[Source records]

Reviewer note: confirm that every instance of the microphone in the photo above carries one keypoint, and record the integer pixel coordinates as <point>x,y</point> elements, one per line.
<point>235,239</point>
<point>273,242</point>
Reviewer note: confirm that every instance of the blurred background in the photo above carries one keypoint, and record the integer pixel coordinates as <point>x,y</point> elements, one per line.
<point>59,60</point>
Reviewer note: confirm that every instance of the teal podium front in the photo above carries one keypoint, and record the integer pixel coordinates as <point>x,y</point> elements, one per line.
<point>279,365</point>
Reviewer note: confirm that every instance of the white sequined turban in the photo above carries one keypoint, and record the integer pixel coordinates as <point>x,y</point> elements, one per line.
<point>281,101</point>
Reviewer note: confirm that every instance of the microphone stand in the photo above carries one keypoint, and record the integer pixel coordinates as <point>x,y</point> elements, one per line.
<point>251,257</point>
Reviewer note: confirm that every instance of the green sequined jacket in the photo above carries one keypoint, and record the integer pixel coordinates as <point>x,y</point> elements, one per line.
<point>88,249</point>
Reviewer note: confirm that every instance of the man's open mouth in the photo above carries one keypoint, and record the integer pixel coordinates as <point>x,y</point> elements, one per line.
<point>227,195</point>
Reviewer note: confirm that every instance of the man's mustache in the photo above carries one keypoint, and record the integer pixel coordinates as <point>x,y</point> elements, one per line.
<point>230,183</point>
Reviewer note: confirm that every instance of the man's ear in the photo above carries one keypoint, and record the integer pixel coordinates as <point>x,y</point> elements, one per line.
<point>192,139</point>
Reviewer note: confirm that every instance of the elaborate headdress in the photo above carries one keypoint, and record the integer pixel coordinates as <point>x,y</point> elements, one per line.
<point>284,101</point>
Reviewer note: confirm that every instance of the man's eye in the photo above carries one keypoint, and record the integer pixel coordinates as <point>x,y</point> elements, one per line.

# Requirement
Copy each line of the data exactly, leaving nothing out.

# Exercise result
Reviewer note: confirm that every instance of the microphone in the photo above carries one keypoint, and record the integer pixel coordinates as <point>x,y</point> elements, one per line.
<point>235,239</point>
<point>273,242</point>
Reviewer note: confirm that every instance of the blurred background in the photo above carries one keypoint, and record the integer pixel coordinates as <point>x,y</point> elements, one per line.
<point>59,60</point>
Reviewer note: confirm that every instance of the teal podium front in the photo above carries one keypoint, and record the integer pixel coordinates as <point>x,y</point> elements, one per line.
<point>279,365</point>
Reviewer note: confirm that every instance of the white sequined turban in the photo above carries one keypoint, and record the integer pixel coordinates as <point>x,y</point> elements, one per line.
<point>281,101</point>
Reviewer note: confirm that every instance of the microphone stand in the photo above carries one keypoint, and record the integer pixel coordinates as <point>x,y</point> elements, one per line.
<point>251,257</point>
Reviewer note: confirm that every instance of the green sequined jacket in the photo above carries one keypoint, and record the integer pixel coordinates as <point>x,y</point> elements, one per line.
<point>88,249</point>
Reviewer note: confirm that every instance of the man's open mouth in the photo above carries one keypoint, and record the integer pixel coordinates as <point>x,y</point> elements, one per line.
<point>227,195</point>
Reviewer note: confirm that every instance of the man's mustache in the photo above carries one keypoint, and record the integer pixel coordinates as <point>x,y</point> elements, one per line.
<point>230,183</point>
Reviewer note: confirm that every instance of the man's ear in the photo above carries one keypoint, and record the integer pixel coordinates as <point>x,y</point> elements, one per line.
<point>192,139</point>
Reviewer note: confirm that every instance of the elaborate headdress in the photo above carries one keypoint, and record the integer pixel coordinates as <point>x,y</point> elements, one per line.
<point>284,101</point>
Reviewer note: confirm that every instance of the man's eye in the photo above carries one keypoint, and record the integer pixel coordinates as <point>x,y</point> elements, one per line.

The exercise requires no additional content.